● Task prompt:
Reproduce the passage of the study methods text between "Detailed instructions were" and "they could observe.", inclusive, keeping every word unchanged.

The Positive and Negative Affect Schedule
The Positive and Negative Affect Schedule, state version
(PANAS; Watson, Clark, & Tellegen, 1988) is a short selfreport questionnaire that measures two dimensions of mood,
namely, positive affect and NA, on two 10-item subscales.
Each item describes a feeling or emotion, and participants
have to rate the extent that the item applies to them in that
moment. Answer options range from 1 (very slightly or not
at all) to 5 (very much). In this study, we used the NA
subscale (all αs > .84) to measure affective responses to
viewing the stimulus films.
Procedure
Participants were invited to five individual sessions. The first
three sessions took place in a sound-attenuated testing room
on three successive days. At first, participants gave informed
consent and filled out the DASS-21. In the first three
sessions, they viewed the assigned films (Table 1) and filled
out a PANAS before and directly afterwards. All films were
displayed on computer screens. Participants used headphones to avoid distraction caused by background noise,
and to increase immersion in the shown films. The fourth
session took place within a period of 5 to 9 days after the
third session. The length of this period was established to
increase ecological validity. In this session, participants
filled out the modified SAI on the laboratory computer.
Detailed instructions were provided on the computer screen,
and participants were asked to spend at least 25 minutes for
the first report section of the SAI. Before reporting, the
experimenter ensured that participants understood the
instructions. After a delay of 6 to 8 days, the fifth session
took place. In this session, participants reported on the target
film for a second time by filling out an identical SAI to the
one they were given the first time. This SAI was completed
digitally at home with the same instructions. Last, participants were debriefed, thanked, and compensated for their
participation.
Coding
Two independent coders viewed the target film and coded as
many units of information (UOIs) as they could observe.
UOIs were defined as sentences and parts of information that
are independent of all other information units. For example,
‘the woman with long blond hair’ consists of three independent UOIs, namely, ‘woman,’ ‘long hair,’ and ‘blond hair.’
The coders evaluated each other’s UOIs by indicating agreement or disagreement. Because each coder had to evaluate a
166 T. P. M. Theunissen et al.

● Provided information:
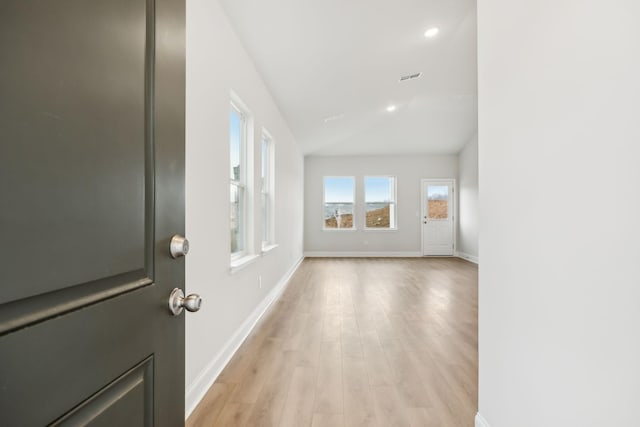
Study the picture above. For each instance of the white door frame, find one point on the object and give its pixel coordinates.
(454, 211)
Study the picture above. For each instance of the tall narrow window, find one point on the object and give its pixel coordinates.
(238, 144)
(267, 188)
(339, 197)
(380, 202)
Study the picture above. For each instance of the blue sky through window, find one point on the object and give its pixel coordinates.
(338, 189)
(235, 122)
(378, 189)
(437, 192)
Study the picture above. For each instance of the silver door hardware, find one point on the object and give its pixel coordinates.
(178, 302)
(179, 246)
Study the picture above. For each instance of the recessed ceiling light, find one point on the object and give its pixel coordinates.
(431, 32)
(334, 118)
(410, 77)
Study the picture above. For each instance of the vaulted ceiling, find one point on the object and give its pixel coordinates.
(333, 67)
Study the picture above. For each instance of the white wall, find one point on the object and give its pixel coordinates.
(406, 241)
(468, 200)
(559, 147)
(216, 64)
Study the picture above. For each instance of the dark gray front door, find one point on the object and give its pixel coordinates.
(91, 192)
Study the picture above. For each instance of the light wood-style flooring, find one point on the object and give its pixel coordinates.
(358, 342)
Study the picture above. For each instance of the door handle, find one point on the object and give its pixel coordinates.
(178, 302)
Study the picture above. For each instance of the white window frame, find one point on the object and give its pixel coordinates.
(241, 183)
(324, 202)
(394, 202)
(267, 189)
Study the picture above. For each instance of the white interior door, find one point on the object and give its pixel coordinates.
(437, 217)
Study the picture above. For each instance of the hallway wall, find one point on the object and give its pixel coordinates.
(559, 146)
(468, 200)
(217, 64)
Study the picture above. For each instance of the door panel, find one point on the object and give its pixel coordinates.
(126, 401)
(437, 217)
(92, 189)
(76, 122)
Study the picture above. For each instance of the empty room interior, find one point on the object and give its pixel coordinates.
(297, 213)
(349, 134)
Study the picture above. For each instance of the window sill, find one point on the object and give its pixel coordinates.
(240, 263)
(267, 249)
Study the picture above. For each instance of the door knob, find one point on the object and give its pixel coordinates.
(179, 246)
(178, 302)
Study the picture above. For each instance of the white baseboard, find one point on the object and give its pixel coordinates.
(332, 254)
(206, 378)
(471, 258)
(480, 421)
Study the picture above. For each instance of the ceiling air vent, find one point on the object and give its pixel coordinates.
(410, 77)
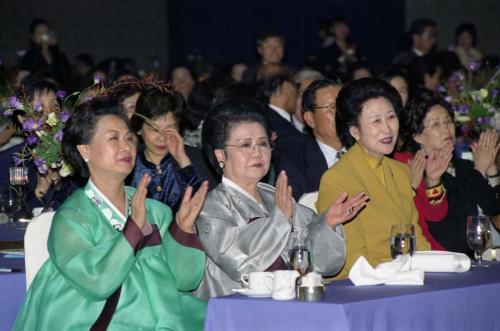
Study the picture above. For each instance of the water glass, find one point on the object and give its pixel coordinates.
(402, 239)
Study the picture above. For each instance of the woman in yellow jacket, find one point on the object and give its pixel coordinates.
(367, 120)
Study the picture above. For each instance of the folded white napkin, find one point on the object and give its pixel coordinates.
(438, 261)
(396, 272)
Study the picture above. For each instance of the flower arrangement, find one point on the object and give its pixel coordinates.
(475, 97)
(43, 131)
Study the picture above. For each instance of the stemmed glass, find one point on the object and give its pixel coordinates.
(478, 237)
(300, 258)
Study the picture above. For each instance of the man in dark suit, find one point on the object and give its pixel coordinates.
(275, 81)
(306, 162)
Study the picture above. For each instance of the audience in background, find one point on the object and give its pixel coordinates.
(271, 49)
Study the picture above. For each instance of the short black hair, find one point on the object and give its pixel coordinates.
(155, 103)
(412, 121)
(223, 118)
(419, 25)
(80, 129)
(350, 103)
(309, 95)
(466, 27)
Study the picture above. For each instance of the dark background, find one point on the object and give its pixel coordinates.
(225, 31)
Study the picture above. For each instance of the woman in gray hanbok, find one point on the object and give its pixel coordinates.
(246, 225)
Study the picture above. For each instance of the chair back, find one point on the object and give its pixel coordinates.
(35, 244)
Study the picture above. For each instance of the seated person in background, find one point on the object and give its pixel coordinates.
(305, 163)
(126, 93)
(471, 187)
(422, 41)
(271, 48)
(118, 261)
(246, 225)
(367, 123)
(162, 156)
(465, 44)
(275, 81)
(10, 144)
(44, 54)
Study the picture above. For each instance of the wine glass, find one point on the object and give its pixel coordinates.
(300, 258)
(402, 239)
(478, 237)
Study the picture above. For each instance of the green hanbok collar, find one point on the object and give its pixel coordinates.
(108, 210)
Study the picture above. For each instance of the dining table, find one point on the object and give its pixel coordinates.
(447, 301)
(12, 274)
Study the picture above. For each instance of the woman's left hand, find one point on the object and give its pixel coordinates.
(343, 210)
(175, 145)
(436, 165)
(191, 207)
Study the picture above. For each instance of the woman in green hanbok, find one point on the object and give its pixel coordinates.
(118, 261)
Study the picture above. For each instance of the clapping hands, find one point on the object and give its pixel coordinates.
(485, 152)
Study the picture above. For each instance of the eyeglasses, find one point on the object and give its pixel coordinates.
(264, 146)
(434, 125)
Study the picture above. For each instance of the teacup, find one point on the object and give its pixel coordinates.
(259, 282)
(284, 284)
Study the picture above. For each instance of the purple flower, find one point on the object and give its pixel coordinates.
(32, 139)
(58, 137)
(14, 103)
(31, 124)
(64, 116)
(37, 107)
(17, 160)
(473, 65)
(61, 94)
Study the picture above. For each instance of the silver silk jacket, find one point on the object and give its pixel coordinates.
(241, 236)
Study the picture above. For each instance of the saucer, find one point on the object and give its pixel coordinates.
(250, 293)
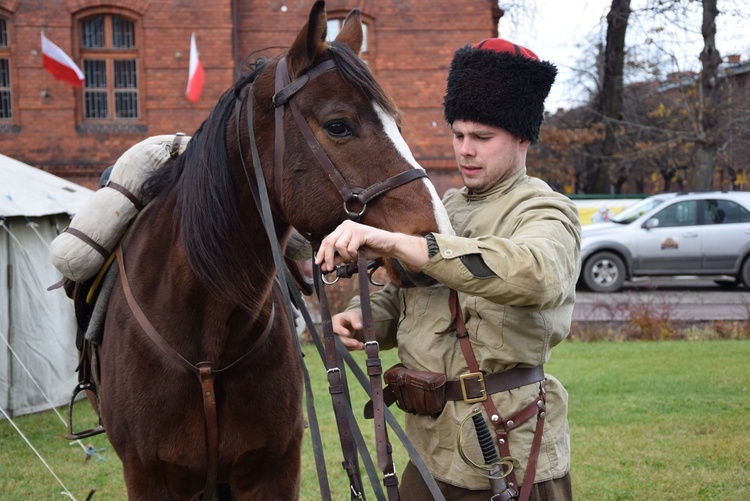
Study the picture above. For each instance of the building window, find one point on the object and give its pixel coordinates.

● Exercise solution:
Detailed instructions were provided on the computer screen,
and participants were asked to spend at least 25 minutes for
the first report section of the SAI. Before reporting, the
experimenter ensured that participants understood the
instructions. After a delay of 6 to 8 days, the fifth session
took place. In this session, participants reported on the target
film for a second time by filling out an identical SAI to the
one they were given the first time. This SAI was completed
digitally at home with the same instructions. Last, participants were debriefed, thanked, and compensated for their
participation.
Coding
Two independent coders viewed the target film and coded as
many units of information (UOIs) as they could observe.